Rows taken from a dataset:
◆ ◆ ◆ ◆ ◆

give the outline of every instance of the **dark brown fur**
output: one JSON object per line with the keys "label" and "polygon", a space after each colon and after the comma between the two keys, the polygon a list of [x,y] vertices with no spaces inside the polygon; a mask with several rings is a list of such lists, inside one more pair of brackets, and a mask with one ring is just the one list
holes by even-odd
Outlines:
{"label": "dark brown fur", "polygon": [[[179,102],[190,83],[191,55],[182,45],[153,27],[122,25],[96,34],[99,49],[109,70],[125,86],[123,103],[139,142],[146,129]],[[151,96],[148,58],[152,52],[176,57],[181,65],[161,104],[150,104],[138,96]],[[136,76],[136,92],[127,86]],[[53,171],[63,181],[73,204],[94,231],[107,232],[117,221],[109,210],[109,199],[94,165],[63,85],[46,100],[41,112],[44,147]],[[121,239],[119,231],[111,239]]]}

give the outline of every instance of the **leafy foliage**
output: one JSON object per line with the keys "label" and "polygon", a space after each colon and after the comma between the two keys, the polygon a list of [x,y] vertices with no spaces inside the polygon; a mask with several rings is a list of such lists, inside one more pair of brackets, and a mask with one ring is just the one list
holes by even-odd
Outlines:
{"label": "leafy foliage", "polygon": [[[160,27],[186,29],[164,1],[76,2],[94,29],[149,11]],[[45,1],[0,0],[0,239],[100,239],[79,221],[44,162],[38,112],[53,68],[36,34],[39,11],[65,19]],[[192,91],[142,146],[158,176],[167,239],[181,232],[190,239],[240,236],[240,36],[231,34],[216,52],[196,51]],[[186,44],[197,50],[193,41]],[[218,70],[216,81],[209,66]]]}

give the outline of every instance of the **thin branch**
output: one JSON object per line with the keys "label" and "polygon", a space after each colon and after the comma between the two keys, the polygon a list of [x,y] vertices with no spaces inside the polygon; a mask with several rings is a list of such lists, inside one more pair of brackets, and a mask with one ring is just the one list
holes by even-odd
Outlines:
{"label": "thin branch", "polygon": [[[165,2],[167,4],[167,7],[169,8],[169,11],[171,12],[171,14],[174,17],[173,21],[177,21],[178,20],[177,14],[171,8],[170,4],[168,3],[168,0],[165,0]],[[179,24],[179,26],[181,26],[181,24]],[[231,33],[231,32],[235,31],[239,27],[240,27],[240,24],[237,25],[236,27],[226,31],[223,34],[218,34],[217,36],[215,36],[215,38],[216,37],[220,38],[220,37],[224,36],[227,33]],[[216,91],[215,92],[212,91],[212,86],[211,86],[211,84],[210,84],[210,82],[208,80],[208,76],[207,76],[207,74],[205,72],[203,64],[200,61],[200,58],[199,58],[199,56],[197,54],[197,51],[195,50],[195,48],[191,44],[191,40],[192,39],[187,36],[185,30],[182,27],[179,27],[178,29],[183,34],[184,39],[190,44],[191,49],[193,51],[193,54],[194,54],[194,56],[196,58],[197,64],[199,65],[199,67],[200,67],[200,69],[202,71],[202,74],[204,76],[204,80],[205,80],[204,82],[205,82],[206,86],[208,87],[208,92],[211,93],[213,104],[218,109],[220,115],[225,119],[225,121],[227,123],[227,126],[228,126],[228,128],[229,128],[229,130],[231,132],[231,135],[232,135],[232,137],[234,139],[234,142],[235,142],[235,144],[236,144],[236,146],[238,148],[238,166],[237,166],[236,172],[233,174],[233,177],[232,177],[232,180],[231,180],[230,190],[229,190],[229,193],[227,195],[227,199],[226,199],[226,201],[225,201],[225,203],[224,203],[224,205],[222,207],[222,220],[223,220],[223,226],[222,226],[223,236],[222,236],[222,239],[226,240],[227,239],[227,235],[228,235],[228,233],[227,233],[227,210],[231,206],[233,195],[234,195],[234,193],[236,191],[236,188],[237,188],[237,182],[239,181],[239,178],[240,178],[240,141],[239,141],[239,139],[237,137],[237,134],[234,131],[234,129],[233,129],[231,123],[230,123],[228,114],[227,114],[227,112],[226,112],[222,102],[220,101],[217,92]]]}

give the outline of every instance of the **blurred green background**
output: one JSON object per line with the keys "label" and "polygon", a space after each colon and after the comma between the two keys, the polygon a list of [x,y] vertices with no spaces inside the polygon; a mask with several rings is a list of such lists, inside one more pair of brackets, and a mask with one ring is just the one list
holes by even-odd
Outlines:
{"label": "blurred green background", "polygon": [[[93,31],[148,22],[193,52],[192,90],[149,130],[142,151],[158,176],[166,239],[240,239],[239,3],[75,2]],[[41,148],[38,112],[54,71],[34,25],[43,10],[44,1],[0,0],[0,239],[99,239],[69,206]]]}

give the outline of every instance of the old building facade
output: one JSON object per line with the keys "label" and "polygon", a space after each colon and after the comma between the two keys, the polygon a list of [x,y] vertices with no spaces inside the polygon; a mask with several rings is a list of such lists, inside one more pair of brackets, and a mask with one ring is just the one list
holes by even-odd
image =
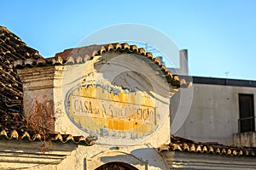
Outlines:
{"label": "old building facade", "polygon": [[[191,83],[152,54],[110,43],[45,59],[0,28],[1,169],[255,169],[255,145],[230,139],[251,126],[235,125],[240,113],[229,103],[253,103],[242,95],[255,93],[253,87],[212,94],[196,79],[193,100],[208,100],[192,104],[177,133],[185,139],[172,137],[170,99],[176,112],[179,93]],[[227,103],[217,103],[218,94]],[[224,113],[210,116],[216,110]]]}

◆ ◆ ◆ ◆ ◆

Return all of the records above verbatim, line for line, omitting the pictures.

### EXPECTED OUTPUT
give the outline of every instance of the **dark brown fur**
output: one JSON object per line with the keys "label" and "polygon", a space after each colon and after the comma between the two keys, the polygon a list of [x,y] vertices with no spaces inside the polygon; a mask with several rings is a list of such lists, inside one more pair of brackets, and a mask with one ring is just the one list
holes by even-odd
Outlines:
{"label": "dark brown fur", "polygon": [[[179,102],[190,83],[191,55],[182,45],[153,27],[122,25],[96,34],[99,49],[109,70],[125,86],[123,103],[139,142],[146,129]],[[151,96],[148,58],[152,52],[176,57],[181,65],[161,104],[150,104],[138,96]],[[136,76],[136,92],[127,86]],[[53,171],[63,181],[73,204],[94,231],[107,232],[117,221],[109,210],[109,199],[94,165],[63,85],[46,100],[41,112],[44,147]],[[121,239],[119,231],[111,239]]]}

give the outline of every instance of the **leafy foliage**
output: one JSON object per line with the keys "label" and "polygon", a space after each colon and after the comma between the two keys, the polygon a list of [x,y] vertices with no spaces inside the polygon; a mask with several rings is a list of such lists, inside one more pair of brackets, and a mask with one ring is just the one list
holes by even-odd
Outlines:
{"label": "leafy foliage", "polygon": [[[160,27],[186,29],[164,1],[76,2],[94,29],[149,11]],[[45,1],[0,0],[0,239],[100,239],[79,221],[44,162],[38,112],[53,68],[36,34],[39,11],[65,19]],[[192,91],[142,146],[158,176],[167,239],[181,232],[190,239],[240,236],[240,36],[231,34],[216,52],[196,51]],[[186,44],[197,50],[193,41]],[[218,70],[216,81],[209,66]]]}

give the outline of every instance of the **thin branch**
output: one JSON object per line with the keys "label" and "polygon", a space after each colon and after the comma between the two keys, the polygon a list of [x,y] vertices with no spaces inside the polygon; a mask with several rings is a list of such lists, inside one more pair of brackets, and a mask with one ring is just the one list
holes by even-odd
Outlines:
{"label": "thin branch", "polygon": [[[165,2],[167,4],[167,7],[169,8],[169,11],[171,12],[171,14],[174,17],[173,21],[177,21],[178,20],[177,14],[171,8],[170,4],[168,3],[168,0],[165,0]],[[179,24],[179,26],[181,26],[181,24]],[[231,33],[231,32],[235,31],[239,27],[240,27],[240,24],[237,25],[236,27],[226,31],[223,34],[218,34],[217,36],[215,36],[215,38],[216,37],[220,38],[220,37],[224,36],[227,33]],[[216,91],[215,92],[212,91],[212,86],[211,86],[211,84],[210,84],[210,82],[208,80],[208,76],[207,76],[207,74],[205,72],[203,64],[200,61],[200,58],[199,58],[199,56],[197,54],[197,51],[195,50],[195,48],[191,44],[191,40],[192,39],[187,36],[185,30],[182,27],[179,27],[178,29],[183,34],[184,39],[190,44],[191,49],[193,51],[193,54],[194,54],[194,56],[196,58],[197,64],[199,65],[199,67],[200,67],[200,69],[202,71],[202,74],[204,76],[204,80],[205,80],[204,82],[205,82],[206,86],[208,87],[208,92],[211,93],[213,104],[218,109],[220,115],[225,119],[225,121],[227,123],[227,126],[228,126],[228,128],[229,128],[229,130],[231,132],[231,135],[232,135],[232,137],[234,139],[234,142],[235,142],[235,144],[236,144],[236,146],[238,148],[238,166],[237,166],[236,172],[233,174],[233,177],[232,177],[232,180],[231,180],[230,190],[229,190],[229,193],[227,195],[227,199],[226,199],[226,201],[225,201],[225,203],[224,203],[224,205],[222,207],[222,220],[223,220],[223,226],[222,226],[223,236],[222,236],[222,239],[226,240],[227,239],[227,235],[228,235],[228,233],[227,233],[227,210],[231,206],[233,195],[234,195],[234,193],[236,191],[236,188],[237,188],[237,182],[239,181],[239,178],[240,178],[240,141],[239,141],[239,139],[237,137],[237,134],[234,131],[234,129],[233,129],[231,123],[230,123],[228,114],[227,114],[227,112],[226,112],[222,102],[220,101],[217,92]]]}

give the outline of every instance of the **blurred green background**
output: one JSON object per line with the keys "label" and "polygon", a space after each colon and after the comma between the two keys, the polygon a list of [x,y] vertices with no spaces inside the polygon; a mask with several rings is a list of such lists, inside one more pair of brackets, and a mask with one ring is just the one list
holes by even-odd
Outlines:
{"label": "blurred green background", "polygon": [[[93,31],[148,22],[193,52],[192,90],[149,130],[142,151],[158,176],[166,239],[240,239],[239,3],[75,2]],[[41,148],[38,112],[54,71],[34,25],[43,10],[44,1],[0,0],[0,239],[99,239],[69,206]]]}

give the outline of every instance of the old building facade
output: one JSON object per line with the keys "label" and "polygon", a space after each colon and after the comma between the two keys, the polygon a list of [x,y] vertices with no spaces inside the polygon; a mask with several rings is a list of such lists, inside one more pair of brackets, and a mask with one ring is just the one list
holes by even-odd
image =
Outlines:
{"label": "old building facade", "polygon": [[[191,83],[152,54],[110,43],[45,59],[0,28],[1,169],[255,169],[255,145],[230,139],[251,126],[235,125],[240,113],[229,103],[253,103],[242,95],[255,93],[253,87],[212,94],[196,79],[193,100],[208,100],[192,104],[177,133],[185,139],[172,137],[170,99],[176,112],[179,93]],[[227,103],[217,103],[218,94]],[[224,113],[210,116],[216,110]]]}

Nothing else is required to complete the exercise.